### Work required
Condense the paragraph that opens with "A third answer is" in the excerpt about the missing tortoise, keeping its main facts.

### Excerpt to read
This week we read the great story of the missing tortoise, a story with a good deal more to teach about life.

Tallulah the tortoise went on a six month journey - amounting to 350 yards - from her Oxford home to a nearby school.  On Homelessness Sunday we ask - when was she homeless?

One answer is never - she carries her home with her!  But this wasn't quite as good as it seemed because she had become less than fully fit without the care of her owners.

Another answer is that she became homeless the moment she left the garden via a fox hole.  Though it is difficult to argue that if she had returned through the hole the next day.  It would have been a day trip rather than homelessness.

A third answer is that she became homeless at the point when her owners gave up looking for her.  This seems close to the truth though the microchip they had given her meant that even after they had stopped looking, she was capable of being returned home as she shortly will be.

Homelessness seems to me to be something about having no-one looking out for you - and no microchip.  You may have a very nice house and car and fine life or none of these things.  But you do not have a home.

Data records:
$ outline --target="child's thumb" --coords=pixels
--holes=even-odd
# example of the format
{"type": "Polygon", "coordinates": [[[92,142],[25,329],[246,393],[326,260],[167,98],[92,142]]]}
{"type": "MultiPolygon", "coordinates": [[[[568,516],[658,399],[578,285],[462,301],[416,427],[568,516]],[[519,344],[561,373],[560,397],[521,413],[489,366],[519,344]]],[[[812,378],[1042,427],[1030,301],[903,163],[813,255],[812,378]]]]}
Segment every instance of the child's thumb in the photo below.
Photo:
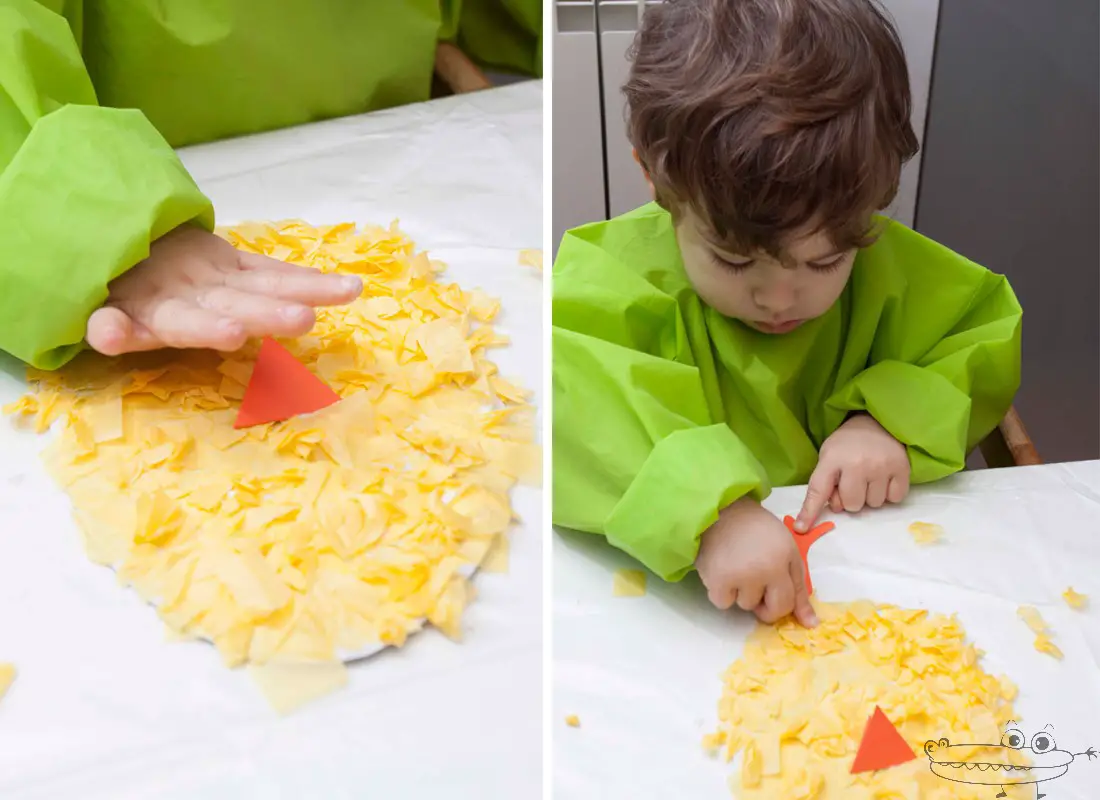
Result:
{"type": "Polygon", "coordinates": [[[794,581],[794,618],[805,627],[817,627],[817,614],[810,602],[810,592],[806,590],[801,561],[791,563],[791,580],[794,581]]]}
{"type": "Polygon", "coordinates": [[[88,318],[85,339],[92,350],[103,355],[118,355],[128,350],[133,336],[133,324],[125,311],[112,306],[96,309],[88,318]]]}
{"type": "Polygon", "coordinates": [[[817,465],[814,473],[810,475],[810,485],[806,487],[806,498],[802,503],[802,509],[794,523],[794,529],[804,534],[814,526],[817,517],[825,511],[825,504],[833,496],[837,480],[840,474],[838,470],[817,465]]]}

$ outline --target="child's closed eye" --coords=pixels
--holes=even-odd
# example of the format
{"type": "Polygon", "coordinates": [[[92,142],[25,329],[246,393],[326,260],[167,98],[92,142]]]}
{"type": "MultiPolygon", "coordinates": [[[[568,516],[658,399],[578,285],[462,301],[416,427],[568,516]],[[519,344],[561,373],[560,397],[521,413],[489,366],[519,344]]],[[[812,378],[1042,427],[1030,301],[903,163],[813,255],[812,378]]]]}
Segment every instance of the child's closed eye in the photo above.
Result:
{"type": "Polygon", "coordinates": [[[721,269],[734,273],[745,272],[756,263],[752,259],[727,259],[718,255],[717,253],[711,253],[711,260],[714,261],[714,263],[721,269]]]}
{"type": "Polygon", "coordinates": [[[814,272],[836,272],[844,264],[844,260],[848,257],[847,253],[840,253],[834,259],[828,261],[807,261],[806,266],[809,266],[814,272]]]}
==
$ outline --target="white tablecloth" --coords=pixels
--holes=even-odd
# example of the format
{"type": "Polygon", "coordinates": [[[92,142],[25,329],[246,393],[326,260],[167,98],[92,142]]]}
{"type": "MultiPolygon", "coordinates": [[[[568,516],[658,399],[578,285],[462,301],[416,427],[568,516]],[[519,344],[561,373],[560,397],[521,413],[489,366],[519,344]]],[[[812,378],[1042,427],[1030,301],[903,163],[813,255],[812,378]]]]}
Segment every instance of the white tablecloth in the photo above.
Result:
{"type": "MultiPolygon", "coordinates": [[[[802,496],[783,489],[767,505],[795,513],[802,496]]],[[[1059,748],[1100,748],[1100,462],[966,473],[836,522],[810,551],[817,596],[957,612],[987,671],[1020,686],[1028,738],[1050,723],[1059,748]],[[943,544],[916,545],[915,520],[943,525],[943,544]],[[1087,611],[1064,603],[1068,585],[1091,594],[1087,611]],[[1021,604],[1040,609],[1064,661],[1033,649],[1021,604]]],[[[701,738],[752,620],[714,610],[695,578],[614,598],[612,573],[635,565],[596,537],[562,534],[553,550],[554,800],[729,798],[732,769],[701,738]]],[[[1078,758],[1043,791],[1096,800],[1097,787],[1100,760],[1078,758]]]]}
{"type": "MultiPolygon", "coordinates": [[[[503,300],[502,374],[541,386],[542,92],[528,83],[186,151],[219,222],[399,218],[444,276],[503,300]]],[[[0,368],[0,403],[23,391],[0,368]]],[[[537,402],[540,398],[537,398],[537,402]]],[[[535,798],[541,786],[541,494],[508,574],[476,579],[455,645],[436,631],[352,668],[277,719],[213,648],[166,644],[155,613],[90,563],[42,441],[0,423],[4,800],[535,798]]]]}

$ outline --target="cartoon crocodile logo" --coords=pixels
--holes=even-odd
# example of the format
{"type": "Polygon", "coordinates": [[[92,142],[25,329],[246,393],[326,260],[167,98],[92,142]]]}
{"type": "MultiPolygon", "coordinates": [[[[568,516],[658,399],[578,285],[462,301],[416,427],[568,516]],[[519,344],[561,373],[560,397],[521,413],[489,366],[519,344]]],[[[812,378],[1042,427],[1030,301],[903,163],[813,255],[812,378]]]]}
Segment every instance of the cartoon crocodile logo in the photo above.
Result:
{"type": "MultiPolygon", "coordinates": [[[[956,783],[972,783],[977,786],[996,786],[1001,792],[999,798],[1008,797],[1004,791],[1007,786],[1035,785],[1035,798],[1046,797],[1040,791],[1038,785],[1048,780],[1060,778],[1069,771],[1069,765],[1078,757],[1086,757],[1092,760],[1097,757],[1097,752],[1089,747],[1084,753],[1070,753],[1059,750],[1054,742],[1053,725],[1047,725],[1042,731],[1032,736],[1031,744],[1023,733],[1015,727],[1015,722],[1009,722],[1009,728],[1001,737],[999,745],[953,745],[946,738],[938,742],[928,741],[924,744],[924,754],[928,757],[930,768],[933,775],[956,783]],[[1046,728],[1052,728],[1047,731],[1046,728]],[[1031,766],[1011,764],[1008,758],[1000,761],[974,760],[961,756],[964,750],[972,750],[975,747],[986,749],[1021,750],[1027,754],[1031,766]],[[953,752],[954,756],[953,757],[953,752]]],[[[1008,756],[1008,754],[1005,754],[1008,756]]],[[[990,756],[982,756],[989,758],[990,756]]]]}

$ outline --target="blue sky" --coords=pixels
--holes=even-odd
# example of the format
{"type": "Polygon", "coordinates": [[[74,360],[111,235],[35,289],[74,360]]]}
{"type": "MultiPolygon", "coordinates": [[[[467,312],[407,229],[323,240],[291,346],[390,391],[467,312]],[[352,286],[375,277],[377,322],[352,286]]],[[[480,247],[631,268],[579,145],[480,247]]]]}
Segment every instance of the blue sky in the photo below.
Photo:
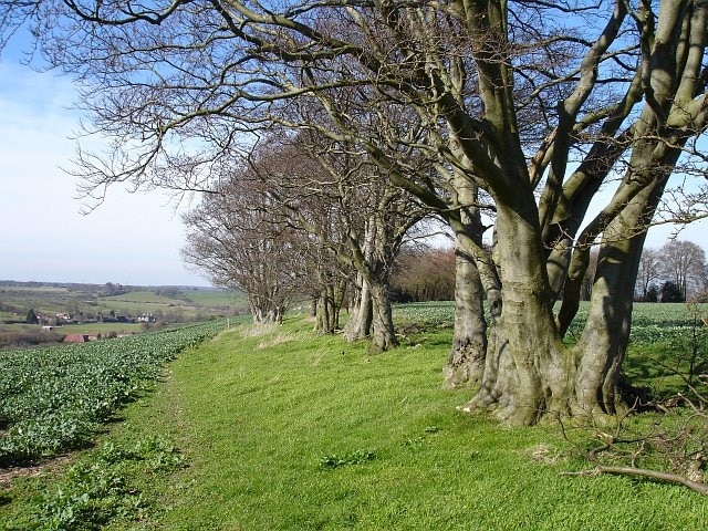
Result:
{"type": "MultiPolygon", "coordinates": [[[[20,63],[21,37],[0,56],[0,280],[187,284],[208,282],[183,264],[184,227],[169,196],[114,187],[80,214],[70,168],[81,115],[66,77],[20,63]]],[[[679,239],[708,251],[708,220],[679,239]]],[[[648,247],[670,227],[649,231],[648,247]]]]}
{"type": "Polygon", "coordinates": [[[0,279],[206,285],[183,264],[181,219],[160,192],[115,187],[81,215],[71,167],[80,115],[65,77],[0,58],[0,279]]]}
...
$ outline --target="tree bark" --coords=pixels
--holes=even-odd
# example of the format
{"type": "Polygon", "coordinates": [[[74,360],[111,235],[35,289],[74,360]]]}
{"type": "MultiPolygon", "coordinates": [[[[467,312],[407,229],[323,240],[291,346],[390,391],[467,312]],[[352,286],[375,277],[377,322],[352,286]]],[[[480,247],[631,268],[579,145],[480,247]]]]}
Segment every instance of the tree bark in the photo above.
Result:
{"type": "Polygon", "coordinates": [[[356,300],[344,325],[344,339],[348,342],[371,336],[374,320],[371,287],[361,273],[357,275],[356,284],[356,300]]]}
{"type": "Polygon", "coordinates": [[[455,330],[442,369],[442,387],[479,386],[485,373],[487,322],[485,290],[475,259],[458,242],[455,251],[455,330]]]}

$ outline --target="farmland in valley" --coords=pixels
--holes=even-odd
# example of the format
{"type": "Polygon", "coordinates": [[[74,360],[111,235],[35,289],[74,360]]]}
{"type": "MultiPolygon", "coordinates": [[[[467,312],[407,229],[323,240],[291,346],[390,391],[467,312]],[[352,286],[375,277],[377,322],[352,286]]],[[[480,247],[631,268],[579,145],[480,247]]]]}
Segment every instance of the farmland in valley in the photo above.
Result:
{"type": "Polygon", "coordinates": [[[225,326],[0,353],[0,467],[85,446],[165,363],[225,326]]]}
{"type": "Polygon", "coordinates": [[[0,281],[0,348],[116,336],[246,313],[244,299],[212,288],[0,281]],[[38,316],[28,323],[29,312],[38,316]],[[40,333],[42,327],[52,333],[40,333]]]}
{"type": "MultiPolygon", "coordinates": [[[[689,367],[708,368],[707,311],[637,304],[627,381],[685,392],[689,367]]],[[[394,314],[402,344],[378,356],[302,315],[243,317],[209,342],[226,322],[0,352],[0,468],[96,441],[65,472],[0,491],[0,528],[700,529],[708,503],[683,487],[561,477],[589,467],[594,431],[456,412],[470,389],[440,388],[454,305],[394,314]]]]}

### Written solution
A third view is that Tallulah became homeless once her owners stopped searching. That seems nearly right, but her microchip meant she could still be returned home even after the search ended, and she soon will be.